Y llegó el día que colma los anhelos de todo turista
guiri que se precie cuando visita París, es decir visitar la Torre Eiffel. El
metro arranca de la Puerta de Montreuil y sigue un trayecto que a veces
descubierto y permiten contemplar desde lo alto la ciudad, aunque el tinglado
sobreelevado resulta bastante feo visto desde abajo. Por fin, nos deja en Bir
Hakeim, de exótico nombre y que rememora un lugar del desierto de Libia donde
la primera Brigada de la Francia Libre se enfrentó a los ataques del Afrika
Korps durante largo tiempo, lo suficiente como para dar tiempo al ejército
británico a rehacerse y derrotar después a Rommel en el Alamein.
Según se va llegando al destino, la calle se convierte
en un mercado longitudinal donde se venden recuerdos en forma de torrecillas,
torres y torreones (en función del bolsillo del comprador) de don Gustavo. Por
fin, se contempla de cerca y aunque en nuestra retina es una imagen familiar,
no deja de impresionar. Como impresiona también la cola para poder acceder y
que llena parte de la explanada del campo de Marte, en cuyo extremo se halla
situada. Afortunadamente ha llovido y eso ah debido retraer a varias
excursiones por lo que en poco más de media hora, podemos tomar el ascensor de
subida.
Al entrar en el mismo pueden contemplarse carteles con
un mensaje desazonador: “Cuidado con los carteristas”, escrito en todos los
principales idiomas (se encuentra también el cartelito de marras en todos los
miradores de la Torre), lo que acrecienta aún más la desconfianza de un
servidor que se agarra a su bolso de bandolera como si le fuera en ello la
vida. Una señorita muy amable con el uniforme gris de los empleados de la Torre
nos da la bienvenida en un francés musical y en un inglés correcto —que nunca
sonará musical ni agradable— para después darle a unas palancas que arrancan el
artefacto. No me gustan los ascensores y además tengo vértigo, por lo que hago
de tripas corazón y me encomiendo a medio Santoral durante los dos o tres
minutos que dura la subida.
La verdad es que la vista es impresionante y estos
franceses hicieron bien en no desmontar la Torre cuando acabó la Exposición
Universal de 1889. Además, anda que nos le ha dado pasta y propaganda. Después
de media hora o así haciendo fotos y contemplando las tiendas que hay en su
interior (carísimas) emprendimos el descenso para recalar enfrente, al otro
lado del Sena, en los jardines y plaza del Trocadero donde se puede fotografiar
uno con la Torre detrás sin problemas de encuadre.

**CONTENIDO DEL CONJUNTO**
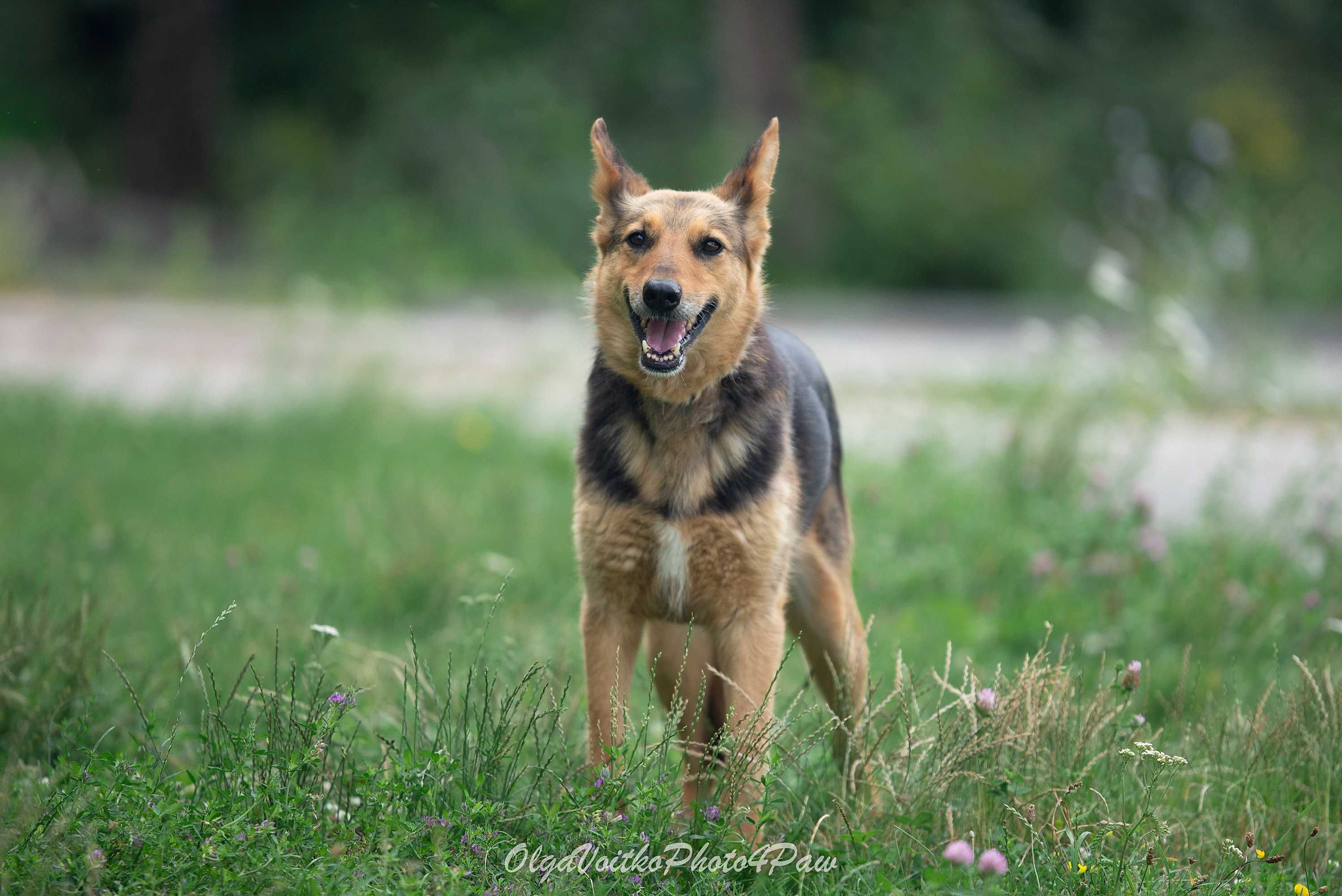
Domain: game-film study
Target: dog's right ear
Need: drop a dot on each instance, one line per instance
--
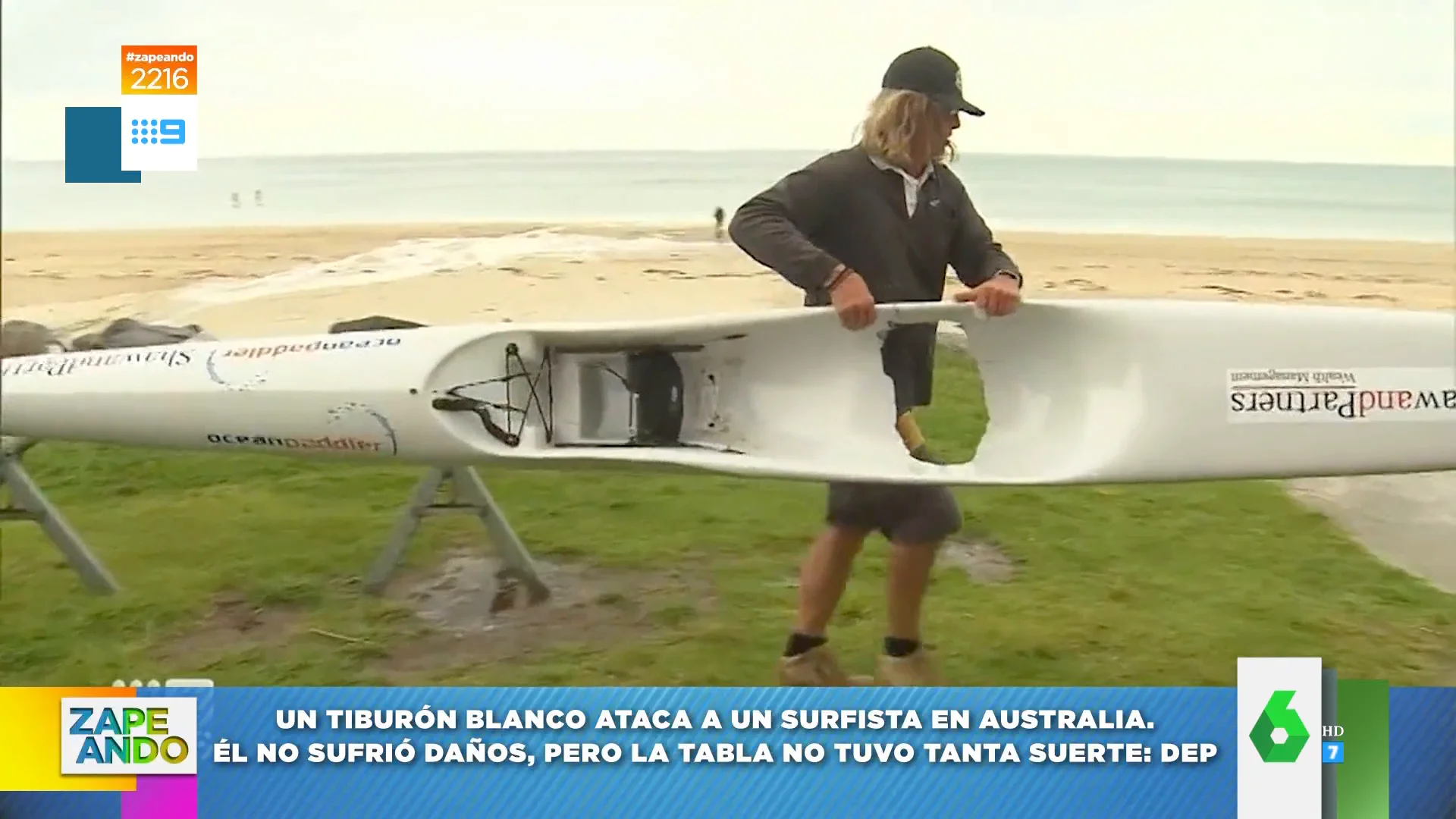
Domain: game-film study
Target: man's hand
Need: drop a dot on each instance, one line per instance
---
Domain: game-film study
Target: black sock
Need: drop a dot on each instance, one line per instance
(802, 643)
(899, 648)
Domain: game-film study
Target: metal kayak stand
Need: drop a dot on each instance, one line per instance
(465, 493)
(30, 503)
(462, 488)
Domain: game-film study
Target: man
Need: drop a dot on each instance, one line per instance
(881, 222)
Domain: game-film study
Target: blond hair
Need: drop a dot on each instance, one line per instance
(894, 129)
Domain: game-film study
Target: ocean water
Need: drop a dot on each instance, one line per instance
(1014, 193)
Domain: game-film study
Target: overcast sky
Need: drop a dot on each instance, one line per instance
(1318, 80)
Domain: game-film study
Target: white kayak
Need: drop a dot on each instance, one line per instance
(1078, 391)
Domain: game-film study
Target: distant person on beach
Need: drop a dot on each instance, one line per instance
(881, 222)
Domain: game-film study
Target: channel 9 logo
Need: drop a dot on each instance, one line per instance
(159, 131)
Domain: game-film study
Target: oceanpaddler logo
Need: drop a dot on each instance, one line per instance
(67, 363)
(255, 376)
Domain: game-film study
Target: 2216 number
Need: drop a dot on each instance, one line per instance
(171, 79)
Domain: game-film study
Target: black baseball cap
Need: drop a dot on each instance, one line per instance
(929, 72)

**PARTES DEL EJERCICIO**
1. Resume en forma de lista el párrafo del relato sobre la Torre Eiffel que empieza con "Al entrar en el mismo pueden contemplarse carteles", sin perder sus datos principales.
2. Prosigue, por favor, el relato sobre la Torre Eiffel a partir de su última oración.

**RESULTADOS EN ORDEN**
1.
- Dentro del ascensor hay carteles con el aviso "Cuidado con los carteristas", escrito en los principales idiomas. El mismo cartel aparece en todos los miradores de la Torre.
- El aviso aumenta la desconfianza de quien narra, que se aferra a su bolso de bandolera.
- Una empleada muy amable, con el uniforme gris del personal de la Torre, da la bienvenida en francés y en inglés. Después acciona unas palancas que ponen en marcha el ascensor.
- A quien narra no le gustan los ascensores y tiene vértigo. Por eso hace de tripas corazón durante los dos o tres minutos que dura la subida.

2.
Vuelta a cruzar y pasar por la Torre para dirigirnos al
campo de Marte. Es un jardín gigantesco situado entre la Torre y la Academia
Militar, escenario de una célebre matanza de radicales durante la Revolución y
donde Madame Guillotine también tuvo una sede. A estas alturas empieza a
notarse el cansancio, pero hay que llegar a los Inválidos.
El antiguo Hôpital de les Invalides fue creado por
Luis XIV como residencia de soldados heridos y lisiados. Actualmente se encuentran allí el Museo del
Ejército y es la sede de la tumba del Emperador. Es una visita imprescindible
para cualquier amante de la Historia y no hay palabras para describirlo, máxime
si se compara con su homólogo español actual situado en Toledo, que desmerece
en opinión de muchos el antiguo que había en Madrid y que era magnífico. El
complejo incluye también la Basílica de San Luis de los Invalidos y otros
edificios.
El Museo está dividido en varios pabellones ordenados
por orden cronológico siendo los más interesantes el dedicado a las guerras
mundiales y el que incluye la época napoleónica. Como curiosidad, en este
último, además del uniforme y el famoso gorro de Bonaparte se puede contemplar
hasta el caballo del Emperador…convenientemente disecado.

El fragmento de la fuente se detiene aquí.